Source text:
********************

Consumer Behaviour and Sales Forecast Accuracy: What’s Going On and How Should Revenue Managers Respond?
Authors: Ian Rowley, Christine S.M. Currie, Douglas K. Macbeth, Lyn C. Thomas, Honora K. Smith
Affiliation: University of Southampton, Highfield, Southampton, SO17 1BJ, UK
Since the Lehman’s crash in 2008 anecdotal evidence from the Revenue Management Society in the UK suggests that consumer buying behaviour has changed significantly. Consumers are buying different things, at different times and through different channels. As a result forecast accuracy is very poor and many companies are turning off the automated forecasting systems and relying on analysts to predict booking behaviour. Historical data alone cannot be used to predict future sales in times of flux such as these and drawing together a wider range of internal and external data would help improve forecast accuracy. The impact on Revenue Managers varies widely. Where sales forecasts are important, adjustments to Revenue Management System outputs are needed to retain credibility and stop systems ‘panicking’. When customer behaviour is volatile and poorly understood, there may be a need for novel selling mechanisms such as auctions, or online experimentation to probe the market response.
Changes in Consumer Attitudes and Behaviour
In part behaviour has changed as a result of recent major disruptive events such as the Credit Crunch, recession and exchange rate changes, but there are other things going on. For example, consumers are becoming smarter in their use of the Internet to research products based on previous customer’s views, seek out the best deals and offers and then buy on-line, with a corresponding increase in the number of price comparison/aggregator sites. We are perhaps seeing the rise of the ‘strategic consumer’ who observes the dynamics of supplier pricing and adapts their buying strategy in response.

********************

Provided information:
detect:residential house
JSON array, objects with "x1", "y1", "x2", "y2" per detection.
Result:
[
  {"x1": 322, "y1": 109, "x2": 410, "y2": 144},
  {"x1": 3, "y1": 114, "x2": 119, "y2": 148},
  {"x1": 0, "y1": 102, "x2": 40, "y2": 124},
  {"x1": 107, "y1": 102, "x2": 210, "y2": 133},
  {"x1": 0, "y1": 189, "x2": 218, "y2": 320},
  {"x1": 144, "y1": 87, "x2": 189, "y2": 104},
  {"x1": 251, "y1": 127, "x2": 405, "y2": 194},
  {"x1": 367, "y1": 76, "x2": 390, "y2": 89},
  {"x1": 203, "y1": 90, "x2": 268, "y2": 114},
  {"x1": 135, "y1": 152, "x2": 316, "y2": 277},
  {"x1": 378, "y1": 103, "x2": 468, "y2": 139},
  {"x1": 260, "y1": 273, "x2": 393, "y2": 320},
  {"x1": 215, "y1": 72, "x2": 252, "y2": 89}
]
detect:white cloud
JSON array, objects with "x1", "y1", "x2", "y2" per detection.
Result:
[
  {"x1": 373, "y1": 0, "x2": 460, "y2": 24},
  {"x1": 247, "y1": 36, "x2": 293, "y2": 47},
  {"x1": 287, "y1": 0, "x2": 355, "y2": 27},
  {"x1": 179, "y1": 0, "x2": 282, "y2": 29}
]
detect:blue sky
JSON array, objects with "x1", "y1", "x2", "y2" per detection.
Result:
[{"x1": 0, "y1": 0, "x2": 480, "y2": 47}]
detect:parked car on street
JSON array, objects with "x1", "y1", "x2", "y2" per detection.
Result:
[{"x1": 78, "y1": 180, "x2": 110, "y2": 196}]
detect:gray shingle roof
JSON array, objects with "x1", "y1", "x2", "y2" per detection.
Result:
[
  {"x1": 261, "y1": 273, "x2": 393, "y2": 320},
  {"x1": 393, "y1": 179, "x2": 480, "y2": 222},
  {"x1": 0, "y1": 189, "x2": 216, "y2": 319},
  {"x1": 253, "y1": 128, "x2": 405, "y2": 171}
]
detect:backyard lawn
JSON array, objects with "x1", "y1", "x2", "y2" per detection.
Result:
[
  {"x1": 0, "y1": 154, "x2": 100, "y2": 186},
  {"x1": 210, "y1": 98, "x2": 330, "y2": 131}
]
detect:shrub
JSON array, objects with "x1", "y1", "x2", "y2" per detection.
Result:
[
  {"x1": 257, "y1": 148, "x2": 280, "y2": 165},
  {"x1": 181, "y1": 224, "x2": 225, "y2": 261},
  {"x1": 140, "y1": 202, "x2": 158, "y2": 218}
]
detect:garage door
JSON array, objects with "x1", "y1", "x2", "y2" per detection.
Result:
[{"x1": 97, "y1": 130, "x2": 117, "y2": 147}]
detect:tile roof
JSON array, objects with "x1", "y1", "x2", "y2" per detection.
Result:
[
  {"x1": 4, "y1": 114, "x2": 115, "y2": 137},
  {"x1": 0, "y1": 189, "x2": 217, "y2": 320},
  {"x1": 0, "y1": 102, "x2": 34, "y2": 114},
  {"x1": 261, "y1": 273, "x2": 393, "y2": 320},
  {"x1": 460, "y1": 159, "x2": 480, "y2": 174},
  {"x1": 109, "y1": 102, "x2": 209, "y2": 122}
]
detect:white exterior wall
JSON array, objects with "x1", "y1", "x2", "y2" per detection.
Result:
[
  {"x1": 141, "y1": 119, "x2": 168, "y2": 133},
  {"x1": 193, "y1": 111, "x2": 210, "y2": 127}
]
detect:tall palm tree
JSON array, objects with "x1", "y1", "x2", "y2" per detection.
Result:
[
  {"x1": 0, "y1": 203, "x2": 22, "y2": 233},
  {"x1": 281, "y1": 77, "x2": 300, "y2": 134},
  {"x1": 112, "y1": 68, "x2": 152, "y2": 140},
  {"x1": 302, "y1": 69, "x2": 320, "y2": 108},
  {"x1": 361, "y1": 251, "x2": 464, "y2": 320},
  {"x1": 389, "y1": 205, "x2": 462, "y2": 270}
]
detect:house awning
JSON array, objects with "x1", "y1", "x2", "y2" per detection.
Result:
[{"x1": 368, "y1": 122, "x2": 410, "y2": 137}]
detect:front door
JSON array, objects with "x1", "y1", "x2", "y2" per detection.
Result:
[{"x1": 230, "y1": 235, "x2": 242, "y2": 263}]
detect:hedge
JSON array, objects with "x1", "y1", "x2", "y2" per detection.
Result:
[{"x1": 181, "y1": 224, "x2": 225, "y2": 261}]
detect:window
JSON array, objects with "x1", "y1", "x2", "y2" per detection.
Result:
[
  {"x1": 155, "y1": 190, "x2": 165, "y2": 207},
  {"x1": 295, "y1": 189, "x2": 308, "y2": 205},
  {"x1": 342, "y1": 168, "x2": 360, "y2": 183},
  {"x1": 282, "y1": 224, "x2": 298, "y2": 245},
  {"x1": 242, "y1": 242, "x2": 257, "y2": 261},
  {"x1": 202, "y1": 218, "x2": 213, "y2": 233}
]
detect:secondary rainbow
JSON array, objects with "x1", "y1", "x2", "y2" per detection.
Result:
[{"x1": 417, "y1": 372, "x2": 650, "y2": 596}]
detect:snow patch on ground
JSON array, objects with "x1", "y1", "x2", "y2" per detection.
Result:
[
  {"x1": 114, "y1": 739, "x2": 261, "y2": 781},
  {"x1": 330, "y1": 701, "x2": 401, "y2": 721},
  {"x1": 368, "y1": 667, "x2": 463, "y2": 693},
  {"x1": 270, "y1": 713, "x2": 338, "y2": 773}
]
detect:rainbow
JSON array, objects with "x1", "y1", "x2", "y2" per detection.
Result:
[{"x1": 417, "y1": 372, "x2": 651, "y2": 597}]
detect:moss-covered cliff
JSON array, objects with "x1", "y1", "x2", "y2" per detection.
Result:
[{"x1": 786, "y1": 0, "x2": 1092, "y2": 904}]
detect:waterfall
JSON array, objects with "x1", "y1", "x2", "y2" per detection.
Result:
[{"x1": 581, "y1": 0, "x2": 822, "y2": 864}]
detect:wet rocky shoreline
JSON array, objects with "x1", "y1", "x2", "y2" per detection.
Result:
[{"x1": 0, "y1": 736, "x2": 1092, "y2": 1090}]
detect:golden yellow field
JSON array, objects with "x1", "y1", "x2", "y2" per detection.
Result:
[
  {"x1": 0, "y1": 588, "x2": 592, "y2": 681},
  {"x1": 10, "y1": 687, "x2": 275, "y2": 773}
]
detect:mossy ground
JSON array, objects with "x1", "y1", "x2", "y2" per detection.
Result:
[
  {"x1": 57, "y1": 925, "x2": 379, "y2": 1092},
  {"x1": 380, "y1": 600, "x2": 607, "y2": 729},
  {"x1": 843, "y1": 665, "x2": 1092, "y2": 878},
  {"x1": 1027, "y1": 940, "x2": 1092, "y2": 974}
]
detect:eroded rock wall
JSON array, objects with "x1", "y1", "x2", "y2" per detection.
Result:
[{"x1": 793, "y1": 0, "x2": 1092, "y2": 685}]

********************

Your tasks:
A: Output the passage of the article on consumer behavior and forecast accuracy starting at "Changes in Consumer" and ending at "strategy in response.".
B: Write the next part of the article on consumer behavior and sales forecast accuracy, picking up after its last sentence.
The data above has no role here.

Answers by task:
A:
Changes in Consumer Attitudes and Behaviour
In part behaviour has changed as a result of recent major disruptive events such as the Credit Crunch, recession and exchange rate changes, but there are other things going on. For example, consumers are becoming smarter in their use of the Internet to research products based on previous customer’s views, seek out the best deals and offers and then buy on-line, with a corresponding increase in the number of price comparison/aggregator sites. We are perhaps seeing the rise of the ‘strategic consumer’ who observes the dynamics of supplier pricing and adapts their buying strategy in response.

B:
Some observers suggest that these changes to consumer attitudes and behaviour are fundamental, long-lasting and likely to continue to be disruptive. In April in a typically snappy article entitled “From buy-buy to bye-bye” The Economist suggested that there may be an underlying ‘shift-to-thrift’. More recently WPP, one of the world’s largest marketing communications groups, claims to have identified a move to buying cheaper ‘good-enough’ brands. It believes that consumers will become locked-in to their recession driven strategies in part because of the responses of retailers themselves who are re-engineering their businesses to support the new on-line and mobile channels.
Sales have become less predictable
Sales forecasts based on historical patterns in time series have become less accurate and hence less useful in the past year in many industries, not just those traditionally served by RM. Does forecast accuracy matter? For some Revenue Managers maybe not too much; in some businesses prices are set by reference to the main competitors and forecasts have limited impact on operations or decisions about capacity. Elsewhere forecasting is integral to setting price, maximising revenue and managing operations. Overall it is difficult to generalise; the importance of forecasts varies from business to business and there is little academic research on the bottom-line impact of forecast accuracy for revenue management.
However, for some, forecast accuracy is very important and the underlying issues of changing consumer attitudes, and the implications for customer segmentation and forecasting of buying behaviour, are not just relevant to revenue management. They are also fundamental to sales, marketing, brand management, customer loyalty, product design and beyond. Perhaps there is an opportunity for Revenue Managers to take a lead in influencing thinking of their colleagues in these areas.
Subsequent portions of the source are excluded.